[Texto del documento]

# Registro del modelo base de Hugging Face en MLflow
Esta sección descarga el modelo base de Hugging Face y lo registra en MLflow como 'image-to-text-base'.

In [1]:
from transformers import VisionEncoderDecoderModel, ViTImageProcessor, AutoTokenizer
import mlflow
import mlflow.pytorch

  from .autonotebook import tqdm as notebook_tqdm


In [2]:
# Configuración
MODEL_NAME = 'nlpconnect/vit-gpt2-image-captioning'
MLFLOW_MODEL_NAME = 'image-to-text-base'
mlflow.set_tracking_uri('http://localhost:5000')

In [3]:
# Descargar modelo base
print('Descargando modelo base de Hugging Face...')
model = VisionEncoderDecoderModel.from_pretrained(MODEL_NAME)
feature_extractor = ViTImageProcessor.from_pretrained(MODEL_NAME)
tokenizer = AutoTokenizer.from_pretrained(MODEL_NAME)
print('Modelo base descargado.')

Descargando modelo base de Hugging Face...
Modelo base descargado.


In [4]:

# Registrar en MLflow
with mlflow.start_run(run_name='register-base-model') as run:
    print(f'Registrando modelo base en MLflow como {MLFLOW_MODEL_NAME}...')
    mlflow.log_param('huggingface_model', MODEL_NAME)
    mlflow.pytorch.log_model(model, 'model', registered_model_name=MLFLOW_MODEL_NAME)
    print('Modelo base registrado en MLflow.')
    # Guardar tokenizer y feature extractor localmente
    tokenizer.save_pretrained('./results/tokenizer_base')
    feature_extractor.save_pretrained('./results/feature_extractor_base')
    print('Tokenizer y feature extractor guardados.')

Registrando modelo base en MLflow como image-to-text-base...


Successfully registered model 'image-to-text-base'.
2025/07/05 11:16:14 INFO mlflow.store.model_registry.abstract_store: Waiting up to 300 seconds for model version to finish creation. Model name: image-to-text-base, version 1


Modelo base registrado en MLflow.
Tokenizer y feature extractor guardados.
🏃 View run register-base-model at: http://localhost:5000/#/experiments/0/runs/239736e6fd9d4a61809a613071c5747d
🧪 View experiment at: http://localhost:5000/#/experiments/0


Created version '1' of model 'image-to-text-base'.


# Cargar el modelo base desde MLflow para fine-tuning
Esta celda carga el modelo base registrado en MLflow para usarlo como punto de partida en el fine-tuning.

[/Texto del documento]
[Registros de datos]

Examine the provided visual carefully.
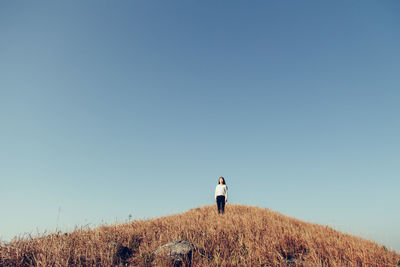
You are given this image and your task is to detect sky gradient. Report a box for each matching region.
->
[0,0,400,251]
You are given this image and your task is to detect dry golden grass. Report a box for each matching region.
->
[0,205,400,266]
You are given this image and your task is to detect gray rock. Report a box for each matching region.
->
[154,240,196,266]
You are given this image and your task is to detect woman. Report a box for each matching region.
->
[214,176,228,214]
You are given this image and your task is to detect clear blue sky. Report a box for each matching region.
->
[0,0,400,251]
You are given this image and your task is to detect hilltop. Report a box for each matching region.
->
[0,204,400,266]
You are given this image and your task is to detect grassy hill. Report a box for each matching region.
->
[0,204,400,266]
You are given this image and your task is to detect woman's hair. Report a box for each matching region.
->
[218,176,226,184]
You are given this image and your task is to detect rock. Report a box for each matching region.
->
[109,241,133,264]
[154,240,196,266]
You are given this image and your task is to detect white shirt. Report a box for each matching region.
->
[214,184,228,201]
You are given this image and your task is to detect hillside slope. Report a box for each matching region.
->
[0,204,400,266]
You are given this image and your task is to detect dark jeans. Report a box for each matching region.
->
[217,196,225,214]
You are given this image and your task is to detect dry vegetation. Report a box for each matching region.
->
[0,205,400,266]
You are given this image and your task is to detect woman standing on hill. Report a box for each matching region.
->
[214,176,228,214]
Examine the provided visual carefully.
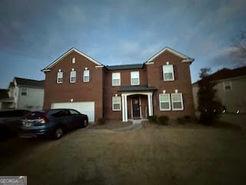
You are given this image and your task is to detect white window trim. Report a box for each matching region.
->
[112,96,121,111]
[69,69,77,83]
[72,57,75,64]
[162,63,174,81]
[21,87,28,96]
[171,93,184,111]
[83,68,90,82]
[131,71,140,85]
[223,81,232,91]
[159,93,171,111]
[112,72,121,86]
[56,69,63,84]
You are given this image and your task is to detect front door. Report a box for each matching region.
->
[132,97,140,119]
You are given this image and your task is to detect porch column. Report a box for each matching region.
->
[148,93,153,116]
[121,94,128,122]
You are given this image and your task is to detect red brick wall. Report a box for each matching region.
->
[104,69,147,120]
[44,52,103,119]
[147,51,194,118]
[44,48,194,120]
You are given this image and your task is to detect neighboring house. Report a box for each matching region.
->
[0,77,44,110]
[0,89,12,110]
[193,66,246,113]
[42,48,194,122]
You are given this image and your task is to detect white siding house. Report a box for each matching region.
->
[2,77,44,110]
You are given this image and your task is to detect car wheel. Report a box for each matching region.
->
[54,128,63,139]
[82,119,88,127]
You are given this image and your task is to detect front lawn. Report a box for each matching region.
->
[0,125,246,185]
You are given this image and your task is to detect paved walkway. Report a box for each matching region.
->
[112,120,143,131]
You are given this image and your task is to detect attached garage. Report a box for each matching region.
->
[51,102,95,122]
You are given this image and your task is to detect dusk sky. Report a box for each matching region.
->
[0,0,246,88]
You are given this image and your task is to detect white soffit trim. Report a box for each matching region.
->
[145,47,194,64]
[41,48,103,72]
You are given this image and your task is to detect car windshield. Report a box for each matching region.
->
[48,109,69,117]
[0,110,29,118]
[26,111,45,119]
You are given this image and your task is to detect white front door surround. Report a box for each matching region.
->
[121,92,153,122]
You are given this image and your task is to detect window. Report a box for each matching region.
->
[162,64,174,81]
[56,69,63,84]
[224,81,231,91]
[112,96,121,111]
[171,93,184,110]
[159,93,171,111]
[70,69,76,83]
[131,71,140,85]
[72,57,75,64]
[83,68,90,82]
[112,73,120,86]
[69,109,80,115]
[21,88,27,96]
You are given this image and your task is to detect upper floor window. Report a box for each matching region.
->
[159,93,171,111]
[83,68,90,82]
[224,81,231,91]
[56,69,63,84]
[112,96,121,111]
[171,93,184,110]
[21,87,27,96]
[112,73,120,86]
[162,62,174,81]
[131,71,140,85]
[70,68,76,83]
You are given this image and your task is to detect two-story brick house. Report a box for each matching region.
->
[42,48,194,122]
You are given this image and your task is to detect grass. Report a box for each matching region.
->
[0,125,246,185]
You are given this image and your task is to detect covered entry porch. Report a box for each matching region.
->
[119,86,155,122]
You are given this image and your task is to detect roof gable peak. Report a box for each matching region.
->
[41,47,103,72]
[145,47,194,64]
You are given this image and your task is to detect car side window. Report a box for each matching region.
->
[52,110,70,118]
[69,109,80,115]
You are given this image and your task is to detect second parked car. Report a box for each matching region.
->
[20,109,88,139]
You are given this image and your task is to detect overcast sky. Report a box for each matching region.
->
[0,0,246,88]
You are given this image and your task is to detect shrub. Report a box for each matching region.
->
[157,116,169,125]
[97,118,105,125]
[177,115,192,124]
[148,116,157,123]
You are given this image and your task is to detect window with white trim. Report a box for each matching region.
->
[70,69,76,83]
[162,64,174,81]
[72,57,75,64]
[112,73,120,86]
[224,81,232,91]
[21,87,27,96]
[112,96,121,111]
[131,71,140,85]
[56,69,63,84]
[159,93,171,111]
[83,68,90,82]
[171,93,184,110]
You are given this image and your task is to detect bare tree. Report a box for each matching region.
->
[230,31,246,63]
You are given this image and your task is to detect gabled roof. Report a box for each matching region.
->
[14,77,44,87]
[145,47,194,64]
[106,64,144,70]
[193,66,246,84]
[41,48,103,71]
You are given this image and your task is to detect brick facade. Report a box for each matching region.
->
[43,47,194,120]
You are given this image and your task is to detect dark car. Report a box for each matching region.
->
[19,109,88,139]
[0,110,30,138]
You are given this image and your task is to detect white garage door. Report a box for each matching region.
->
[51,102,95,122]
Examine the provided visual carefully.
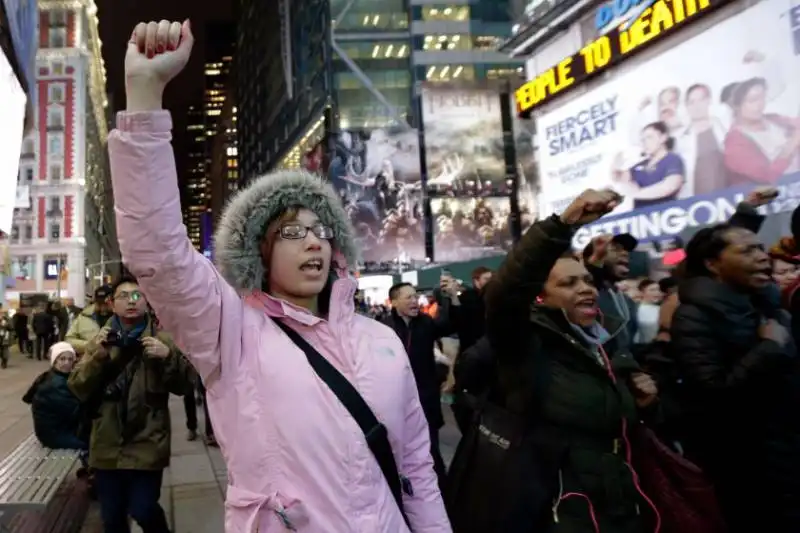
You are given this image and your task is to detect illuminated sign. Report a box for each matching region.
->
[594,0,655,35]
[515,0,731,118]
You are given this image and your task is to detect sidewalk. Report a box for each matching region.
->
[76,368,460,533]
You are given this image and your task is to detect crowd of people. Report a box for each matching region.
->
[4,16,800,533]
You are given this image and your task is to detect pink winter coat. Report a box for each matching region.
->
[108,111,452,533]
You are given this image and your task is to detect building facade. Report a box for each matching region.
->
[1,0,114,305]
[183,23,236,254]
[502,0,800,249]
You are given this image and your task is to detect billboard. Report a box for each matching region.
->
[422,85,510,197]
[328,126,425,263]
[537,0,800,246]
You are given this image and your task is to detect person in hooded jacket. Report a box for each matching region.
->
[478,190,658,533]
[22,342,89,450]
[109,21,451,533]
[64,285,114,357]
[671,224,800,533]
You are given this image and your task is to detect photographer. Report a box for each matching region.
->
[69,277,189,533]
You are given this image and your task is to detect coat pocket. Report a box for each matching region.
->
[225,485,309,533]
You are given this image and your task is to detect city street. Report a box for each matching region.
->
[0,350,459,533]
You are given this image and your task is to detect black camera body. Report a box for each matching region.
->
[102,329,142,348]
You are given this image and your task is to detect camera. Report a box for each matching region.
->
[102,329,141,348]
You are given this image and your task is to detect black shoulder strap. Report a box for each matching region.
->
[275,320,410,524]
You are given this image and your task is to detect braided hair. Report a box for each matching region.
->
[684,223,737,278]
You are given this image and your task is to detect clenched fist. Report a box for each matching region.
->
[561,189,622,226]
[125,20,194,111]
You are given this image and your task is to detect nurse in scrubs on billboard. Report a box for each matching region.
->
[612,121,686,209]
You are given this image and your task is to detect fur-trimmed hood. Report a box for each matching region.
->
[214,170,359,292]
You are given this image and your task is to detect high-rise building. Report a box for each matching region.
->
[181,104,207,250]
[184,22,236,253]
[237,0,523,178]
[209,95,239,231]
[1,0,119,305]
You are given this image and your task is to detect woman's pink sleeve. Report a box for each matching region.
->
[400,360,453,533]
[725,129,792,184]
[108,111,242,380]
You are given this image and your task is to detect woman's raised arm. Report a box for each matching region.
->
[108,21,242,380]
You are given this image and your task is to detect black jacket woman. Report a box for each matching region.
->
[486,190,657,533]
[671,224,800,533]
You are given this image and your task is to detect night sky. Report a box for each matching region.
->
[97,0,234,181]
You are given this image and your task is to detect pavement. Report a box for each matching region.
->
[0,349,459,533]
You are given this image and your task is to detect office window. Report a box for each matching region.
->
[47,28,67,48]
[47,106,64,128]
[47,196,61,216]
[47,134,64,157]
[50,222,61,242]
[48,83,64,104]
[49,9,67,28]
[472,35,505,51]
[11,255,36,280]
[422,6,470,22]
[422,35,472,50]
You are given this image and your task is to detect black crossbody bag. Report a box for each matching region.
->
[275,320,413,527]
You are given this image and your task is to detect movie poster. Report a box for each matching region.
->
[328,126,425,264]
[537,0,800,246]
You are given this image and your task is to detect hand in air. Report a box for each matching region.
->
[561,189,623,226]
[125,20,194,92]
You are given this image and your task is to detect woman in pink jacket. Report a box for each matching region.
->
[109,21,451,533]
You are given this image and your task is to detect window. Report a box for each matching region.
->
[47,28,67,48]
[47,135,64,157]
[422,35,472,50]
[47,106,64,128]
[422,6,470,22]
[50,222,61,242]
[11,255,36,280]
[49,9,67,27]
[22,139,34,156]
[47,83,64,104]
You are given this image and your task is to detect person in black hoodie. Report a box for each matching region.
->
[22,342,89,450]
[386,276,460,486]
[33,305,56,361]
[671,224,800,533]
[466,189,657,533]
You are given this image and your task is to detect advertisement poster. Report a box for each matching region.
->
[537,0,800,246]
[328,126,425,264]
[422,85,509,197]
[431,198,512,262]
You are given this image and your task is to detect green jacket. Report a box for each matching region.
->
[64,305,109,355]
[69,316,191,470]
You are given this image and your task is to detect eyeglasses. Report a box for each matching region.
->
[278,222,333,241]
[114,291,142,302]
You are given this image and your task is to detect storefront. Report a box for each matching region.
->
[516,0,800,246]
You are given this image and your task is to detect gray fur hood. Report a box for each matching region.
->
[214,170,358,292]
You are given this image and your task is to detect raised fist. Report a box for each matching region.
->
[561,189,622,226]
[125,20,194,93]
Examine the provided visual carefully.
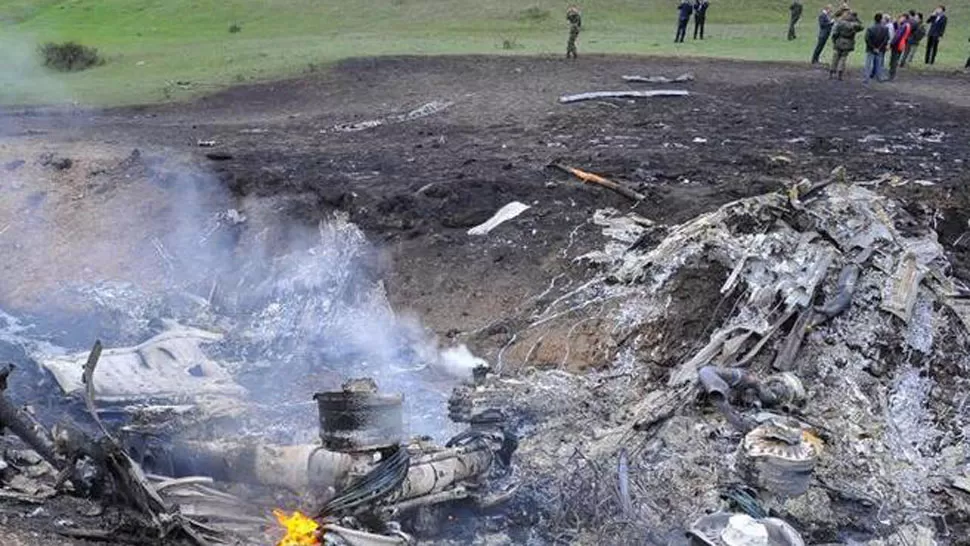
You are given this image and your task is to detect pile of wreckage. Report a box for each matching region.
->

[/Registros de datos]

Acciones a realizar =>
(1) En el texto sobre el registro en MLflow, ¿qué nombre recibe la ejecución que registra el modelo base?
(2) Enumera todas las clases que el texto sobre el registro en MLflow importa de transformers.
Estos datos provienen de otra fuente.

Respuestas por número =>
(1) register-base-model

(2) VisionEncoderDecoderModel, ViTImageProcessor, AutoTokenizer